→ **THE REQUEST**:
Extract every line of the listing below that contains the word "sunglasses", matching case exactly.

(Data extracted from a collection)

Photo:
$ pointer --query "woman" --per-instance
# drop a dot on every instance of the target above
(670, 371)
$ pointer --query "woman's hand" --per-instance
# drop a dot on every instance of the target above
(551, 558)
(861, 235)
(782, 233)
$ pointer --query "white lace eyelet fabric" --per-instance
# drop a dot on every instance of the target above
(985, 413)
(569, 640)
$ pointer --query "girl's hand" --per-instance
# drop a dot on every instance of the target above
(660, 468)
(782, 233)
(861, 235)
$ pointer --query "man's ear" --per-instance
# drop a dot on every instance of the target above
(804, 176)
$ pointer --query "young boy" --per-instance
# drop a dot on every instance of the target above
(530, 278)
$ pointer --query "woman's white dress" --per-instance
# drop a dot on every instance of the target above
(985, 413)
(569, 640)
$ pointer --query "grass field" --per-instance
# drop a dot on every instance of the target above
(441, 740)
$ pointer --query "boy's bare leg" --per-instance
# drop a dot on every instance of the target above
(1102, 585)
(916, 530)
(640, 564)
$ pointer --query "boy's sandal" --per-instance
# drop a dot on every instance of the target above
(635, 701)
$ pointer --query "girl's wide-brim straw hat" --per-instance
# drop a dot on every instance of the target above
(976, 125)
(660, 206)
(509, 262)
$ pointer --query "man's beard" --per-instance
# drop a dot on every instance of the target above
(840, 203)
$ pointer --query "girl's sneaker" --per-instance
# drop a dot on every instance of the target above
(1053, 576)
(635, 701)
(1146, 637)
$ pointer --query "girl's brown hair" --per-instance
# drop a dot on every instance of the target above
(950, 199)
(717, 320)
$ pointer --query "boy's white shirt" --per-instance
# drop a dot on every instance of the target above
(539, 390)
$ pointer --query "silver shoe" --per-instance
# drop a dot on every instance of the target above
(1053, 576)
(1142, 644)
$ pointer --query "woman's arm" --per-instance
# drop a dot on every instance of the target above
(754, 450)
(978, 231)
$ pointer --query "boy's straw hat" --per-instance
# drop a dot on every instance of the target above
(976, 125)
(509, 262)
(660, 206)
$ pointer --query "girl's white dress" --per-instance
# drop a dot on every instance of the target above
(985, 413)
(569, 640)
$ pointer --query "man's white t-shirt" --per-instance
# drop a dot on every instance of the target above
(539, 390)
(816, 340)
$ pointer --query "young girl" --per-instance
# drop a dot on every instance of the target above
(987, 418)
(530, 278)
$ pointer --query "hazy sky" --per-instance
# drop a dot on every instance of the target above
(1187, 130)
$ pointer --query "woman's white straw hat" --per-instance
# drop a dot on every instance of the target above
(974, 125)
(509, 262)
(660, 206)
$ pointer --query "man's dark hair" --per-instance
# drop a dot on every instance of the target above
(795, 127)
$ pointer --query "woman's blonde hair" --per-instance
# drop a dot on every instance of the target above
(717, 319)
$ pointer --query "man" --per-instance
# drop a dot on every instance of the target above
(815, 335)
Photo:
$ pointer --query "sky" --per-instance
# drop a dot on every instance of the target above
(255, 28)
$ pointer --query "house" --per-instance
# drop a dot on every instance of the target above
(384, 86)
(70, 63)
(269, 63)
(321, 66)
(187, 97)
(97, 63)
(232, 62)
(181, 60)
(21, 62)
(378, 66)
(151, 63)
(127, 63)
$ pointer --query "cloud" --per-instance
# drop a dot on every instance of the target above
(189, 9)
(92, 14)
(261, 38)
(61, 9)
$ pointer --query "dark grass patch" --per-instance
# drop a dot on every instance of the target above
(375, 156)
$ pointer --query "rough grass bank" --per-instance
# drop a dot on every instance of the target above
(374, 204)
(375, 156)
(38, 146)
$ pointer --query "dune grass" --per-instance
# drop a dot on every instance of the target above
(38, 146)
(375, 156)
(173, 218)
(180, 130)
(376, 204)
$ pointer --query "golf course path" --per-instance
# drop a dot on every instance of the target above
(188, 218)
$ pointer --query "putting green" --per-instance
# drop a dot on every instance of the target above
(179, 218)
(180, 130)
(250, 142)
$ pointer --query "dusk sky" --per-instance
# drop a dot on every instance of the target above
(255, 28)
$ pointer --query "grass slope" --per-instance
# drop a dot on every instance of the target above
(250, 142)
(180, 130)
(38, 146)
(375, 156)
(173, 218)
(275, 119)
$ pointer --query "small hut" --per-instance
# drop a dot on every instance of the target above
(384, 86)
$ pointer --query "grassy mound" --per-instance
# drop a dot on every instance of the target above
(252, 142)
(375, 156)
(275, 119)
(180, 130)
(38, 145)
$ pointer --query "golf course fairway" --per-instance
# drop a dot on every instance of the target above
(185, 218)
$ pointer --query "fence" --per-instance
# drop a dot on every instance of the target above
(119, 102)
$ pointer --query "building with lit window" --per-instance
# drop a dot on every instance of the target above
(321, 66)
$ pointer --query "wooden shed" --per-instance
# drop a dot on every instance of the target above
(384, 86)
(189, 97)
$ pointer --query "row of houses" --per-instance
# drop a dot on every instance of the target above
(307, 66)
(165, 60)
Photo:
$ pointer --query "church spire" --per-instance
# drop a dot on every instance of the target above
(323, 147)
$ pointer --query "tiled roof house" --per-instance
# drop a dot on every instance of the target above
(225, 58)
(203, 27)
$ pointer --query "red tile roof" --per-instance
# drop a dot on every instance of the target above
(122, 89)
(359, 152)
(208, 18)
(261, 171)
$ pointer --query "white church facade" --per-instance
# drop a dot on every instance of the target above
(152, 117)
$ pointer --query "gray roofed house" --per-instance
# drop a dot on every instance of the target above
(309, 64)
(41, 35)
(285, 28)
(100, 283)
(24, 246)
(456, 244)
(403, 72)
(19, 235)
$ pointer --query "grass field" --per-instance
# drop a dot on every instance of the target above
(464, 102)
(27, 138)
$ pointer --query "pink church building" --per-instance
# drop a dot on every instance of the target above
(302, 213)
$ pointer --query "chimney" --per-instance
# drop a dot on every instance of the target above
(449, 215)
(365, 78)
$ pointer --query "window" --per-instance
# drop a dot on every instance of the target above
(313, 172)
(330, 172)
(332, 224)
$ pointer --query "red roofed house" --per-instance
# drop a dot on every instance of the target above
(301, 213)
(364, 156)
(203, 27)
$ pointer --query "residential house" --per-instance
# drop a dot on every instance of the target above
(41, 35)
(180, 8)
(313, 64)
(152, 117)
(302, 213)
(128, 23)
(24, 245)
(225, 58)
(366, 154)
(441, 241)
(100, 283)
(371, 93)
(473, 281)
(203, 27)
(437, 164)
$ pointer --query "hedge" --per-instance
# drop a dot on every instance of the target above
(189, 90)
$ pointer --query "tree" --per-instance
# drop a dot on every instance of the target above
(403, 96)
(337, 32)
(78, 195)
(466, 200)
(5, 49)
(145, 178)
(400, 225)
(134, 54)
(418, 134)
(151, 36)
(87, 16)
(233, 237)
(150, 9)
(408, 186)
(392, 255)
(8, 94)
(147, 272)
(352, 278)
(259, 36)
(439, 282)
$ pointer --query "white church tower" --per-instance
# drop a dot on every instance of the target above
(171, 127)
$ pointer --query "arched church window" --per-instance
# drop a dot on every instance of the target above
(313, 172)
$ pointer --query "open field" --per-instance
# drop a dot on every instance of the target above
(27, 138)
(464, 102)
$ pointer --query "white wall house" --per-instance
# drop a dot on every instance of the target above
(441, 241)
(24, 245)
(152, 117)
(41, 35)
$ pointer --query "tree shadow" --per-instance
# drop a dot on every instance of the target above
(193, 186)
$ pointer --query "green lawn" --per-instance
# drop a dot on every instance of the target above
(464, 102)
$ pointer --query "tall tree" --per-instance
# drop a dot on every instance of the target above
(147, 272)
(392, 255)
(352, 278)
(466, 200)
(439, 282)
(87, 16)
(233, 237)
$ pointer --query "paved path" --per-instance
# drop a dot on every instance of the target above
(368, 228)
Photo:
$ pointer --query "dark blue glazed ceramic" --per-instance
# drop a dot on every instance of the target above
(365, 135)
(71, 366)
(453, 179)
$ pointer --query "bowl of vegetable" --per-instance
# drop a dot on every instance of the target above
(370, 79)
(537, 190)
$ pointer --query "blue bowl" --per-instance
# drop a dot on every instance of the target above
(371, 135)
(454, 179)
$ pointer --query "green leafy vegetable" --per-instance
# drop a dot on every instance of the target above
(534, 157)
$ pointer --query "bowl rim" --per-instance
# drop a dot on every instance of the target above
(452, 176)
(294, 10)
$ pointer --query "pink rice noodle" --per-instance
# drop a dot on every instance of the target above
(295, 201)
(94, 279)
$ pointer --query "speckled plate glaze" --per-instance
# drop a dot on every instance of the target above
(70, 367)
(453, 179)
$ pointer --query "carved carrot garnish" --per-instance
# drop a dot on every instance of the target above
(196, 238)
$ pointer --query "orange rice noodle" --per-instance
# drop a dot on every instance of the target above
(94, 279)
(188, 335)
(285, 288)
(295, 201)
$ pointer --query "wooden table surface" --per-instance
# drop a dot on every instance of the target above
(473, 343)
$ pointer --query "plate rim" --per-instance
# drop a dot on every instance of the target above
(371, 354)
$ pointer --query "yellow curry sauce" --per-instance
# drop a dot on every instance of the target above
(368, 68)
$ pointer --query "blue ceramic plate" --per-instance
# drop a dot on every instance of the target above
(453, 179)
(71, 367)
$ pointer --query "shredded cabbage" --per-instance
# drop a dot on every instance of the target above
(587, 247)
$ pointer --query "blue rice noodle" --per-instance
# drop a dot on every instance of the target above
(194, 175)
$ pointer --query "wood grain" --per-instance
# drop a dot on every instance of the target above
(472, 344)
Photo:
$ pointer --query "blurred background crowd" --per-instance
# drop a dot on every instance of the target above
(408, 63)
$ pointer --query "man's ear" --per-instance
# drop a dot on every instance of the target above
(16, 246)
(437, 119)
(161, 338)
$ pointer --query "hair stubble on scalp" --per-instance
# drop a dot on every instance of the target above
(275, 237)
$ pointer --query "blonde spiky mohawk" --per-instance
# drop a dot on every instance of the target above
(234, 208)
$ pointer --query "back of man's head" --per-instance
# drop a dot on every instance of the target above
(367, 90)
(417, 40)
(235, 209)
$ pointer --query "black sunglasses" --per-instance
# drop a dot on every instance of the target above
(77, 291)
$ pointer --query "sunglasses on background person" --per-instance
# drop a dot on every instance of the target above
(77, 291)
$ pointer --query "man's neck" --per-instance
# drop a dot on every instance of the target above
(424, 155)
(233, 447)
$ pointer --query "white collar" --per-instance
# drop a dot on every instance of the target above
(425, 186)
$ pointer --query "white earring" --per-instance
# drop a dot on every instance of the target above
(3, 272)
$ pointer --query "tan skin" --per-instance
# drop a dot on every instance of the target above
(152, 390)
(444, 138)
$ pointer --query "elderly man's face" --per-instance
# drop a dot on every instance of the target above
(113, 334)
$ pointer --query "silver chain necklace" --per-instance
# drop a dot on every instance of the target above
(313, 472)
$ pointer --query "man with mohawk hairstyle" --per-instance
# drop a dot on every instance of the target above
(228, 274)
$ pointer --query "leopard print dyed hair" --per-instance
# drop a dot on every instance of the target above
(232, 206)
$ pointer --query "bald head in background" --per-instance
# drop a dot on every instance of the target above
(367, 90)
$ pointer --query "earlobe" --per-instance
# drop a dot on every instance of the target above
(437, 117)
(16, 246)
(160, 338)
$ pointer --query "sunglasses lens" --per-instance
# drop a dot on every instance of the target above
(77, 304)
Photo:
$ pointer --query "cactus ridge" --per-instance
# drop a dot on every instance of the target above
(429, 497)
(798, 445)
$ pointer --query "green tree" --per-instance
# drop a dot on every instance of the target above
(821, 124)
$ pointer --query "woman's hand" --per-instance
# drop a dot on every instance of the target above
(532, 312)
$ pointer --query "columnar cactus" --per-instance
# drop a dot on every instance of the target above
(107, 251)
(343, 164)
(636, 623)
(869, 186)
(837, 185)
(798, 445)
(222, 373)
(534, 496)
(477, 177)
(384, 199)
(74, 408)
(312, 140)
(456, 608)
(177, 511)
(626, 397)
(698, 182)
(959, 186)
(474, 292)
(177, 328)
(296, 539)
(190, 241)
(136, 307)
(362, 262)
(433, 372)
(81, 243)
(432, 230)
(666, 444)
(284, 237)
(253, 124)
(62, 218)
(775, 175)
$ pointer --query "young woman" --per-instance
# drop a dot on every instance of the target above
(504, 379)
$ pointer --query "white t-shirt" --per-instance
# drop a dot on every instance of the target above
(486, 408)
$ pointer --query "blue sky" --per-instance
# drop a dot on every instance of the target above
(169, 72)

→ **SOLUTION**:
$ pointer --query "black sunglasses" --per-instance
$ pointer --query "sunglasses on background person" --per-instance
$ pointer --query "sunglasses lens" --per-instance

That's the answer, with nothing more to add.